**What the task asks:**
Copy each of the records below word for word, without changing or leaving out anything.

**Records shown:**

· · · · ·

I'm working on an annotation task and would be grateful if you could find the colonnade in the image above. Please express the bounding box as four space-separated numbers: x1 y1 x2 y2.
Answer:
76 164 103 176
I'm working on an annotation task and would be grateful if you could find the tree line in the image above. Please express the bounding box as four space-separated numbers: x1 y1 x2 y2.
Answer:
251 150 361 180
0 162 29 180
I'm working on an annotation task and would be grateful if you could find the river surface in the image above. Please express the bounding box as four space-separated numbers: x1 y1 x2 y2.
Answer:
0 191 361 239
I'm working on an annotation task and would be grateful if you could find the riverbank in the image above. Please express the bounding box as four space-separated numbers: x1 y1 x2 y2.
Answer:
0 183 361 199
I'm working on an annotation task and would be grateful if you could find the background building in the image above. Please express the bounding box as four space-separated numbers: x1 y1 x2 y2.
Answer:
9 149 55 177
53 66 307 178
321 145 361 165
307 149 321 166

· · · · ·

**Output of the exercise:**
I'm working on an annotation task and would be grateful if you could find the colonnade in the image above. Please express the bounding box as four space-separated numbers: x1 y1 x2 y2.
Answer:
76 164 103 176
I'm working on an annotation task and would be grateful if you could find the tree line in the image above. Please express the bounding box as four space-separated numbers: x1 y1 x2 y2.
Answer:
251 150 361 180
0 162 29 180
I'm working on an annotation task and would be grateful if you could find the river surface in the image above. Please express the bounding box as four space-separated numbers: x1 y1 x2 y2.
Answer:
0 191 361 239
I'm working on an annotation task and would be grateful if you could find the riverbank in the image above. Please express the bounding box as four space-separated numbers: x1 y1 x2 y2.
Answer:
0 183 361 199
I'm working on an annotation task and would be grateful if you could find the background building in the image above. Please express the bounding box as four space-separated numbers: x1 y1 x2 y2.
Answer:
9 149 55 177
53 66 307 178
321 145 361 165
307 149 321 166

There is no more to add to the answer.